== Requirement ==
Output verbatim the lines of the listing below, starting with the line that contains "damaged bumper and report its bounding box." and continuing through the line that contains "[562,193,627,271]", with both of those lines included. Leave the pictures out.

==========

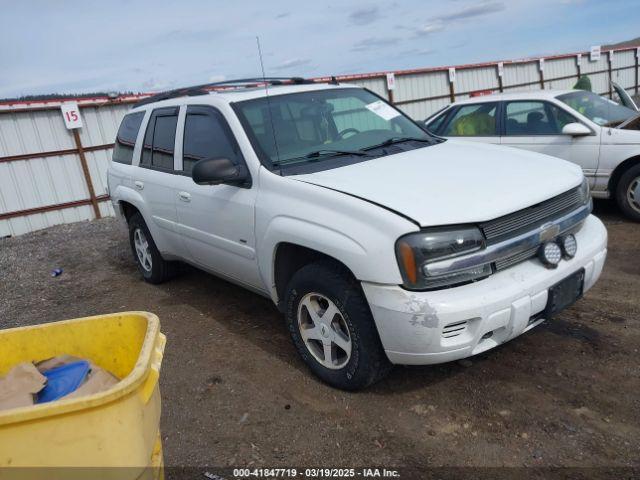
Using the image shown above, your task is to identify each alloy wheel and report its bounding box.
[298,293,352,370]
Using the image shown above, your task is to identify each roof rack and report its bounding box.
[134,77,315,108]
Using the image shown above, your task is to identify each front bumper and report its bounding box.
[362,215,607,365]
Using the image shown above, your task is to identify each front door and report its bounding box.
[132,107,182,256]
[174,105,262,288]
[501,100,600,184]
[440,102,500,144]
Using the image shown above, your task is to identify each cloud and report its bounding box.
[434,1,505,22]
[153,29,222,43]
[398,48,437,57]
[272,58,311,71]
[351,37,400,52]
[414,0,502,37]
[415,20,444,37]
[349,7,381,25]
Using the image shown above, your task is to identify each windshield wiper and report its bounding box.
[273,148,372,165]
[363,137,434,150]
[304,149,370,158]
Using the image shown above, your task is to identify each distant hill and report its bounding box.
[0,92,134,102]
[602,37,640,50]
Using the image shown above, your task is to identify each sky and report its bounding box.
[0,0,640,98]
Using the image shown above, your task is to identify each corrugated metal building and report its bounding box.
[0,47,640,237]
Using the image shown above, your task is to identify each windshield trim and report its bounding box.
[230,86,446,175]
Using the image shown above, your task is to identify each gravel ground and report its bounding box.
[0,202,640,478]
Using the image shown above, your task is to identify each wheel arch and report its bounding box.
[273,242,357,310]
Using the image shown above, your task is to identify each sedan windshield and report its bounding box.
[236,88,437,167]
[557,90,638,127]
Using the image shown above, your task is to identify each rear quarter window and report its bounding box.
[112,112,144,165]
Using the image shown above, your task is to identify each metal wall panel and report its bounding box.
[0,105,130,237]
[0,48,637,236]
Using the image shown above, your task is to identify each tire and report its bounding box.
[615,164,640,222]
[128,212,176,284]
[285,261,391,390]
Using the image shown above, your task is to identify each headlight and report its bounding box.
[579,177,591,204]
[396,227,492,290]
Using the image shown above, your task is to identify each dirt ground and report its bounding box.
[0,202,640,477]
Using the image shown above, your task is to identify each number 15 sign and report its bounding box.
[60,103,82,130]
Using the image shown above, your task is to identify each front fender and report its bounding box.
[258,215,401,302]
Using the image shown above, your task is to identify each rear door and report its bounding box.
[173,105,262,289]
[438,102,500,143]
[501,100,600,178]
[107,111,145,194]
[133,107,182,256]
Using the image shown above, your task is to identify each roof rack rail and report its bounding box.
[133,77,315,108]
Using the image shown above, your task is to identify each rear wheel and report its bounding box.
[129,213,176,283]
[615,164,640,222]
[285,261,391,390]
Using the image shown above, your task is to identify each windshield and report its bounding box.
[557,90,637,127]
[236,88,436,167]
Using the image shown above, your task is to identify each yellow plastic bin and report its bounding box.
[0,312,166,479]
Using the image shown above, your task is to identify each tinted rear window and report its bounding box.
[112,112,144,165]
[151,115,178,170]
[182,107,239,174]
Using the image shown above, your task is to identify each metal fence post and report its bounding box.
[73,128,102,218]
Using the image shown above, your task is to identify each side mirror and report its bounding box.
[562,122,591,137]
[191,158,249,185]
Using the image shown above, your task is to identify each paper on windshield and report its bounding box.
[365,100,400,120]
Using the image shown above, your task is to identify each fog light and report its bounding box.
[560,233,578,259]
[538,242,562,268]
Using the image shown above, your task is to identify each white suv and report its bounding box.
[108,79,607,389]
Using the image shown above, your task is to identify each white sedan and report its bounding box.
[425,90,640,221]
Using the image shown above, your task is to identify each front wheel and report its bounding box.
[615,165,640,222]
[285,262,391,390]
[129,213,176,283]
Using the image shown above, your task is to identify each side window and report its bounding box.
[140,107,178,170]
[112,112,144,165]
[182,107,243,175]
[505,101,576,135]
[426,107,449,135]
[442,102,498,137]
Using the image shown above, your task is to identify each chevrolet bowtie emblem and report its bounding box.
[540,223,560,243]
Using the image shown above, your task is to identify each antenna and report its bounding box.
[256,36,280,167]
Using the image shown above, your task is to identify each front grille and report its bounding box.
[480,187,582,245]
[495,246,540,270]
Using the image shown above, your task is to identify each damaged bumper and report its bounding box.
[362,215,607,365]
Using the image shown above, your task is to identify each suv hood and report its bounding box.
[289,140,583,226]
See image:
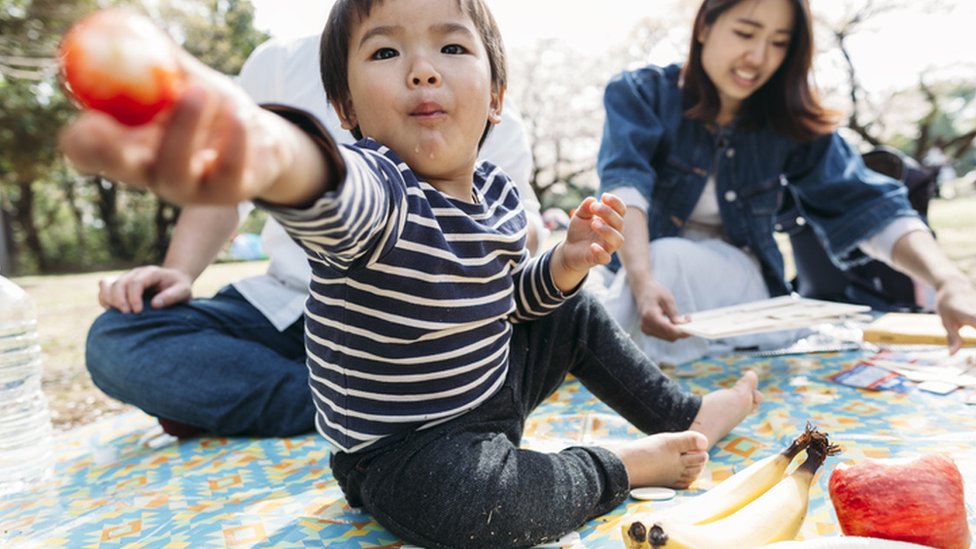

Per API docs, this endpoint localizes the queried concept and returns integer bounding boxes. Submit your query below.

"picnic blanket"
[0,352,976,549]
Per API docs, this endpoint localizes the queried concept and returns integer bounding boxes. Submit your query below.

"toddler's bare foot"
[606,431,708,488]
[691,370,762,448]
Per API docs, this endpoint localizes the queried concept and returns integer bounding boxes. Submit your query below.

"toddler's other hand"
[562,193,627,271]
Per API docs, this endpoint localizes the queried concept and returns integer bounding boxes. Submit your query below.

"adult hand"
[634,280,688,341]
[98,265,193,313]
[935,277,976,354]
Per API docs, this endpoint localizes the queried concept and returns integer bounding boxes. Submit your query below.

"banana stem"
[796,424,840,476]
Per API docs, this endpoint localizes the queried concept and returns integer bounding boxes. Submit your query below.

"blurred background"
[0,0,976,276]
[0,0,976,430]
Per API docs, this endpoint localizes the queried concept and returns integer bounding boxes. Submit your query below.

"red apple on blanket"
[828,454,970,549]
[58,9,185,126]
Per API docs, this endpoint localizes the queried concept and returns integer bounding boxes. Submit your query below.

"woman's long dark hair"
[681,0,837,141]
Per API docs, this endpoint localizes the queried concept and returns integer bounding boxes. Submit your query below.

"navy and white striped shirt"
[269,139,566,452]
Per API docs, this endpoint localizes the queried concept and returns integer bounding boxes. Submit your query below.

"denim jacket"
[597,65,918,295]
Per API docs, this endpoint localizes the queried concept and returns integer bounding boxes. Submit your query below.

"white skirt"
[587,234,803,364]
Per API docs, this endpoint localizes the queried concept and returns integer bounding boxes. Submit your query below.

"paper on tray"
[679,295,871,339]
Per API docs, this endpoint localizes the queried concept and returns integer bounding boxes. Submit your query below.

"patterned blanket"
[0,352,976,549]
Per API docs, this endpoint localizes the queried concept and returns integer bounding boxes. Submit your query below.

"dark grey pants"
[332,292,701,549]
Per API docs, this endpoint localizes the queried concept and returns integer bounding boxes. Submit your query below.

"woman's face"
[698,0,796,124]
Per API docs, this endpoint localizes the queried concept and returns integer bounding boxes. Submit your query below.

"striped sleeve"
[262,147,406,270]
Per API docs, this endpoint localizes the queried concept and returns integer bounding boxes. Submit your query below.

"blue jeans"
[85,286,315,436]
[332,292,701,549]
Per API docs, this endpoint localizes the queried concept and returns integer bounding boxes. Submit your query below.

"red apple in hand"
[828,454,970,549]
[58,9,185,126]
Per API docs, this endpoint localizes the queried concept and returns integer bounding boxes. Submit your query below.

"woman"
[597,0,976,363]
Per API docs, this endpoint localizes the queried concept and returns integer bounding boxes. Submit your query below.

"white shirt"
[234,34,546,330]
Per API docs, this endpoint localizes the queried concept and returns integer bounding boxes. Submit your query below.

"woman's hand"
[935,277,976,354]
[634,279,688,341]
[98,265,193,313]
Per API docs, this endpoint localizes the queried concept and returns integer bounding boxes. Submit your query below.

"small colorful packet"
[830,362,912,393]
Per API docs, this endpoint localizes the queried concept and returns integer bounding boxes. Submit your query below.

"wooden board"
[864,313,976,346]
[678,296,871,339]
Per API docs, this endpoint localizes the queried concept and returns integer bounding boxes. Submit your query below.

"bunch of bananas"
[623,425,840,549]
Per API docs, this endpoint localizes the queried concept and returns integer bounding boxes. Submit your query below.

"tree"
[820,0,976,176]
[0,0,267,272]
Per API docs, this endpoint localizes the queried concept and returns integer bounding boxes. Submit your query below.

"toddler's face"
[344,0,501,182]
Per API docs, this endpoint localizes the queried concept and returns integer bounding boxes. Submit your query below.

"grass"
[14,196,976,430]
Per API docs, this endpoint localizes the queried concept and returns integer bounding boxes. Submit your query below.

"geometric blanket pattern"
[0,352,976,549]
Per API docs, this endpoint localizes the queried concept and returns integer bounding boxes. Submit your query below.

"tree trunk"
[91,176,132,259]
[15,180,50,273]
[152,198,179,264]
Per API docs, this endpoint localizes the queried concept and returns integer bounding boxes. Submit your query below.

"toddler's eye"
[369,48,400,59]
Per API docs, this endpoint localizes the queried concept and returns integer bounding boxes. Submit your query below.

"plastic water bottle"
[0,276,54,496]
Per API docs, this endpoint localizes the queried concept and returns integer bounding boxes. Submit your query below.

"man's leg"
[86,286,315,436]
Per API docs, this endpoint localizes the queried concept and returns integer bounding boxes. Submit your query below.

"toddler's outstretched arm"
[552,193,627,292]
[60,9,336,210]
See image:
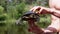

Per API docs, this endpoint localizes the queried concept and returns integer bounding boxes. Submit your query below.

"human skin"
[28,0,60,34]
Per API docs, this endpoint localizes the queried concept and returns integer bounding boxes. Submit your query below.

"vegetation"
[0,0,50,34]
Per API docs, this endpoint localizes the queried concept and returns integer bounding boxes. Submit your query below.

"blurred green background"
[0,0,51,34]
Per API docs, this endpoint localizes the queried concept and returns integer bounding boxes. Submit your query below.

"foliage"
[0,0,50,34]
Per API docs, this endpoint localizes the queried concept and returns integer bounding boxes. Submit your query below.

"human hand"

==========

== Problem solution ==
Using the image shown above, your task is to identify each damaged bumper and report its bounding box.
[362,215,607,365]
Using the image shown above, your task is to identify each suv hood and report its bounding box.
[289,140,583,226]
See image:

Per API docs, this endpoint localizes the queried concept and returns integer bounding boxes. Submit your query below.

"picnic blanket"
[0,352,976,549]
Per API docs, this endpoint localizes the queried concept and returns integer bounding boxes. Submit your query below.

"toddler's bare foot"
[606,431,708,488]
[691,370,762,448]
Per API docs, this endpoint localizes the queried concept and returns integer bounding boxes. Submit your query below.

"toddler's other hand"
[562,193,627,271]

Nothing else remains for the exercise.